Extrait du texte:
※ ※ ※
Alain Vogelweith secrétaire général du Syndicat de la magistrature et Stéphane Maugendre, membre du bureau national du Syndicat des avocats de France., 07/07/1993
L’institution judiciaire n’a jamais véritablement assumé son rôle constitutionnel de gardienne des libertés. Mais, aujourd’hui, les projets du premier ministre, ou plus exactement de M. Pasqua, lui dénient totalement ce rôle pour la cantonner à celui de l’alibi, nous rappelant en cela une des périodes les plus sinistres de notre histoire. La magistrature et le barreau auront-ils le sursaut d’honneur qui leur fit alors défaut ? Les méprisables et dangereuses surenchères d’un certain Alain Marsaud, nouveau député et ancien magistrat, et le silence des avocats ne peuvent que nous en faire douter.
※ ※ ※
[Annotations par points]
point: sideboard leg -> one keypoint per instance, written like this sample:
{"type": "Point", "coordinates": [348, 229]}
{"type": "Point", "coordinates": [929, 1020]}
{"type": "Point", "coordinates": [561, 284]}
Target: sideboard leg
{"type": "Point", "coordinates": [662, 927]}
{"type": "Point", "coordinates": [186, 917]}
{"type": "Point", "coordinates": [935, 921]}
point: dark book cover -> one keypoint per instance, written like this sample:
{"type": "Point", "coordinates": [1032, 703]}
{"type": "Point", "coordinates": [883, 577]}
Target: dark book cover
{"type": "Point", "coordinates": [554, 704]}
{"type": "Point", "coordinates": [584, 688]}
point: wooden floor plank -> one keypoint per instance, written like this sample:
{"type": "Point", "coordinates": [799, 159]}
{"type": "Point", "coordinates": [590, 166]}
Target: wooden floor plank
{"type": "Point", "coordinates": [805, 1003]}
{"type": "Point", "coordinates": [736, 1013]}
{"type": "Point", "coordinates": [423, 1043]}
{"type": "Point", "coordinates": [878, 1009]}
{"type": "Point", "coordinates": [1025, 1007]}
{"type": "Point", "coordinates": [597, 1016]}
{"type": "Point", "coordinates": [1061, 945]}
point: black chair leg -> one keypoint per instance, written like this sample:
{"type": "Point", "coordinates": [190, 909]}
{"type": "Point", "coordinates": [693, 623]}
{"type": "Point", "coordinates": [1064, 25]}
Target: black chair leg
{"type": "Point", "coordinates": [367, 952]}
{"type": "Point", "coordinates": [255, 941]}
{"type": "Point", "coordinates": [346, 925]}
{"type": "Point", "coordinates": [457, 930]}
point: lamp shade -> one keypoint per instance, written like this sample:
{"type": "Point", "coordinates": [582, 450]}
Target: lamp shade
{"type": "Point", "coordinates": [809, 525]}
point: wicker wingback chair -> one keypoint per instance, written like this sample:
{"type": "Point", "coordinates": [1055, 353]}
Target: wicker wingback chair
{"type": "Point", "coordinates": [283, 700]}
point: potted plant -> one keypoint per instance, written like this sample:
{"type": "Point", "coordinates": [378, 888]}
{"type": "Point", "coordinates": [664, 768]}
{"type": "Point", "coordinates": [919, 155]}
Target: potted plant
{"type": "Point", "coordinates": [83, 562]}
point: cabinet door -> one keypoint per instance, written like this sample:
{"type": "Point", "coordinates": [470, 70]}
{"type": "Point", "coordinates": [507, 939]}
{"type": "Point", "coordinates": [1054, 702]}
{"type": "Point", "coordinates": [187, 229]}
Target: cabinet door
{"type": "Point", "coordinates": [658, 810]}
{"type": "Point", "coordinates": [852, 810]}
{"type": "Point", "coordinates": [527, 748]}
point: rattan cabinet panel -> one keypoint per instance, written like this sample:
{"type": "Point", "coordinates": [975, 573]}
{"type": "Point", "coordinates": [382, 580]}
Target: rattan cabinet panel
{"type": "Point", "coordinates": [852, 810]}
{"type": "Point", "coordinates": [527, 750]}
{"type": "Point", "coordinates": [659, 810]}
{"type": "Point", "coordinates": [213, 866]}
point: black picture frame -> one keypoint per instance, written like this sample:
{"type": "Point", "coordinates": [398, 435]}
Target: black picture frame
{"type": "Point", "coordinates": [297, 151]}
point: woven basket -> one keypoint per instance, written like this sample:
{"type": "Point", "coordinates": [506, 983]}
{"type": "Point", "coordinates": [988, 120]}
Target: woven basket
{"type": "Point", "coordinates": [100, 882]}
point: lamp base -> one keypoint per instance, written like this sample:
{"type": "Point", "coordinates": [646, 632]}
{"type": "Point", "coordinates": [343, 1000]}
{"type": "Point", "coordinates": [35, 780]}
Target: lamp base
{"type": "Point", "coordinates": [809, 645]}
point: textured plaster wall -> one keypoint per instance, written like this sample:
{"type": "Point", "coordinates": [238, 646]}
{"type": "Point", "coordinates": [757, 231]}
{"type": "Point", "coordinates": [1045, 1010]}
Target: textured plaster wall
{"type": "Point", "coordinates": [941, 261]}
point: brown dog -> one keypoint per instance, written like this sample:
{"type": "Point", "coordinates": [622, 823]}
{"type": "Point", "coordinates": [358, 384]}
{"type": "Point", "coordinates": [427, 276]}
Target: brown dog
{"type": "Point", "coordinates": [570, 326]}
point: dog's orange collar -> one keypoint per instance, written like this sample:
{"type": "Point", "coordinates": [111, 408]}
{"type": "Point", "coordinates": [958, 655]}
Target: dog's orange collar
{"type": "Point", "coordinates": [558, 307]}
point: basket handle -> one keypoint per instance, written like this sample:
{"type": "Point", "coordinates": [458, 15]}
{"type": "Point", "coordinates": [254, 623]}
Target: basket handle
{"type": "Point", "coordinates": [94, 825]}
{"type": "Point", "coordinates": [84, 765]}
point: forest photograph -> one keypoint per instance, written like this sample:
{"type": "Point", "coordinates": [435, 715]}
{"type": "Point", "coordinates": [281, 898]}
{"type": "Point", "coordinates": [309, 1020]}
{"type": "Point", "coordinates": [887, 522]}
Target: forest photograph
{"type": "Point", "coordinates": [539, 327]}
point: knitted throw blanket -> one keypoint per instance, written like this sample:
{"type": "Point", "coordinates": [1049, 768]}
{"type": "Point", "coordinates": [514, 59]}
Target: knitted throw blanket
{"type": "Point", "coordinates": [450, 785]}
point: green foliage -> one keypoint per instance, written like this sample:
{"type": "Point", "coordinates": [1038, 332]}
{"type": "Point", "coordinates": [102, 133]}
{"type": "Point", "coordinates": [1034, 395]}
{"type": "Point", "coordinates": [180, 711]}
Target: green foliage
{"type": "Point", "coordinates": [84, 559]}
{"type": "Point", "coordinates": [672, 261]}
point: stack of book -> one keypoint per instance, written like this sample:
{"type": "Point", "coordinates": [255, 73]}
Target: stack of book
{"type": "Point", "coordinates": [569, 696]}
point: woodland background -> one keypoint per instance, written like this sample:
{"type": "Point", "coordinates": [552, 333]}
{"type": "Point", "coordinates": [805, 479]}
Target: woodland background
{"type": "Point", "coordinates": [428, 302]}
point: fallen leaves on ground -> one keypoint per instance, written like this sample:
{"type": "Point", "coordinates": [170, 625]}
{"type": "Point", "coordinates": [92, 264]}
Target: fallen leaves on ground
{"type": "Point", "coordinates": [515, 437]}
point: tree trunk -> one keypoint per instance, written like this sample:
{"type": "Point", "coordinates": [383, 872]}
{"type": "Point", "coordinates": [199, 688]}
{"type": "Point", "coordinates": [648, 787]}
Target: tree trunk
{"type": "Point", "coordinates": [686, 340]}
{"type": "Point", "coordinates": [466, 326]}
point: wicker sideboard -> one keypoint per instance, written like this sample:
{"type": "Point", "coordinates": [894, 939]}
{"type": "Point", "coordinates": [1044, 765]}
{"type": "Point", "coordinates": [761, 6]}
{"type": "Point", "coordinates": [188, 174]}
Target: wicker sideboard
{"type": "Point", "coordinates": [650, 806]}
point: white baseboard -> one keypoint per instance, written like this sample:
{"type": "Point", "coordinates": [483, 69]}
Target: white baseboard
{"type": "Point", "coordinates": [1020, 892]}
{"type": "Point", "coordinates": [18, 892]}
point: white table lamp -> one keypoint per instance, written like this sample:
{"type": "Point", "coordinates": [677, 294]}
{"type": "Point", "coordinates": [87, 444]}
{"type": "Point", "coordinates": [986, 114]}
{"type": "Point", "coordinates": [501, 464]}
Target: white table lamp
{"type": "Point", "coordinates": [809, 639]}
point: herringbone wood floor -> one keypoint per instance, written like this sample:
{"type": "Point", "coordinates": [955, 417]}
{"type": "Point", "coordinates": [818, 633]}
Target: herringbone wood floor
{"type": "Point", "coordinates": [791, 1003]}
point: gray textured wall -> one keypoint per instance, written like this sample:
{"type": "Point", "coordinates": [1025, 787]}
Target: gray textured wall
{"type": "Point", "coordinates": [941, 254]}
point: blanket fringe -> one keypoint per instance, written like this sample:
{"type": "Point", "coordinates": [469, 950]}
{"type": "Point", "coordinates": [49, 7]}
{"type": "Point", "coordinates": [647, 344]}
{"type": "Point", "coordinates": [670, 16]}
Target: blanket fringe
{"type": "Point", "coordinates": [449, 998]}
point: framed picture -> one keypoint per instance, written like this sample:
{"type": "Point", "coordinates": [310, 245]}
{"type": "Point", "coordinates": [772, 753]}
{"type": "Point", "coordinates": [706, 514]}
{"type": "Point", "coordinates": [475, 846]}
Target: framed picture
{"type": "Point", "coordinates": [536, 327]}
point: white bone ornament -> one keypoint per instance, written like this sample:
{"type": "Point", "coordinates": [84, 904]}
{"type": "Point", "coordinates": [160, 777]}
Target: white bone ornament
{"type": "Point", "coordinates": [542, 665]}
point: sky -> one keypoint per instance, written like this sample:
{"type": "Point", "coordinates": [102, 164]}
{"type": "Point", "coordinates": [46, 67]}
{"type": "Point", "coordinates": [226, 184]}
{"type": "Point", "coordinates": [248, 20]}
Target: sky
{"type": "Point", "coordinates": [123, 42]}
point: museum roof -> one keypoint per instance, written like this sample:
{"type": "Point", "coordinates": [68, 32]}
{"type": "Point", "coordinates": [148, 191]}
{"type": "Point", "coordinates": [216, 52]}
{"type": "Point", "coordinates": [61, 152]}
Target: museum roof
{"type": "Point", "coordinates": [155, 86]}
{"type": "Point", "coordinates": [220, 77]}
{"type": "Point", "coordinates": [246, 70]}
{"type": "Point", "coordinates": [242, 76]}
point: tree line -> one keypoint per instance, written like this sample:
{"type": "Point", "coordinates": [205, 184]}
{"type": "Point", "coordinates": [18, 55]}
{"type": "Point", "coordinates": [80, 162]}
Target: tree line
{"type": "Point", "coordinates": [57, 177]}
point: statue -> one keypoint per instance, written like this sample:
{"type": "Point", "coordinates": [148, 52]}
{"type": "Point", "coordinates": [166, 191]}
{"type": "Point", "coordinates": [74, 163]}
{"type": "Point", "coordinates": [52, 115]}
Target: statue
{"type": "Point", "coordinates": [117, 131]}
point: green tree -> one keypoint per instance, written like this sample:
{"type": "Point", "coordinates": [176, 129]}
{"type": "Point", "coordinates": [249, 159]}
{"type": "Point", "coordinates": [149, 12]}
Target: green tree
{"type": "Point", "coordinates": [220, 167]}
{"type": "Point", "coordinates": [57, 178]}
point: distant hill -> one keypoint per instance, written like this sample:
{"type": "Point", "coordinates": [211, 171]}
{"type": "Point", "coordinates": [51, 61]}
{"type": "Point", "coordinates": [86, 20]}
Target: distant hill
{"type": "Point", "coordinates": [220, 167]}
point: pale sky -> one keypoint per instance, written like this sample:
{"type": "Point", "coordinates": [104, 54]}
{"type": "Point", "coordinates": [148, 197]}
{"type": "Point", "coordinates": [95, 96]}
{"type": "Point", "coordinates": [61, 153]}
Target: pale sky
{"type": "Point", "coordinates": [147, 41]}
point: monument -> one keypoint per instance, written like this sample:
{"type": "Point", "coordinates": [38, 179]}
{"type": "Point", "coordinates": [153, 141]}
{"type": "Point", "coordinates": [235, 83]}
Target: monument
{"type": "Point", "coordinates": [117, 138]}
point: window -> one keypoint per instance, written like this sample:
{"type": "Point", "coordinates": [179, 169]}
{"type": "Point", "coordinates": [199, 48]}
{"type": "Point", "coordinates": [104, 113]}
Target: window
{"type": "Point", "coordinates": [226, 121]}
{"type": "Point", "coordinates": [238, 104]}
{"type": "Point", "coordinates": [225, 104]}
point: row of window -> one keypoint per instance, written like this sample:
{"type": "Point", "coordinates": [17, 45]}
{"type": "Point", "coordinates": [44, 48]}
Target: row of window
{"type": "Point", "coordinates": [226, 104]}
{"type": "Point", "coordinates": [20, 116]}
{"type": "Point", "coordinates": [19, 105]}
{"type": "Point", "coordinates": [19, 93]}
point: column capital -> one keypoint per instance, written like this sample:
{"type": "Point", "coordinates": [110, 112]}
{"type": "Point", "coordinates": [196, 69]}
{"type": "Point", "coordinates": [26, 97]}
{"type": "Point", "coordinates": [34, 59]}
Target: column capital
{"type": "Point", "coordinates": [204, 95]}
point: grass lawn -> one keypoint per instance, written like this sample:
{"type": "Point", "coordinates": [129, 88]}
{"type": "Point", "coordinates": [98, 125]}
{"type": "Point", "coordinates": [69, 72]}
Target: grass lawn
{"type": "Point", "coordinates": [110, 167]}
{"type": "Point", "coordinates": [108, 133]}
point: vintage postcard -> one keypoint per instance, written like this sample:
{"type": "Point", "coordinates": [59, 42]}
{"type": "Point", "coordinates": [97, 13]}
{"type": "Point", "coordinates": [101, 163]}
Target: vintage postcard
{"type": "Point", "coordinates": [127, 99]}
※ ※ ※
Consigne: Citez mot pour mot le passage de la tribune sur l'institution judiciaire qui commence par les mots contenant « Alain Vogelweith secrétaire » et se termine par « en faire douter. ».

Réponse rédigée:
Alain Vogelweith secrétaire général du Syndicat de la magistrature et Stéphane Maugendre, membre du bureau national du Syndicat des avocats de France., 07/07/1993
L’institution judiciaire n’a jamais véritablement assumé son rôle constitutionnel de gardienne des libertés. Mais, aujourd’hui, les projets du premier ministre, ou plus exactement de M. Pasqua, lui dénient totalement ce rôle pour la cantonner à celui de l’alibi, nous rappelant en cela une des périodes les plus sinistres de notre histoire. La magistrature et le barreau auront-ils le sursaut d’honneur qui leur fit alors défaut ? Les méprisables et dangereuses surenchères d’un certain Alain Marsaud, nouveau député et ancien magistrat, et le silence des avocats ne peuvent que nous en faire douter.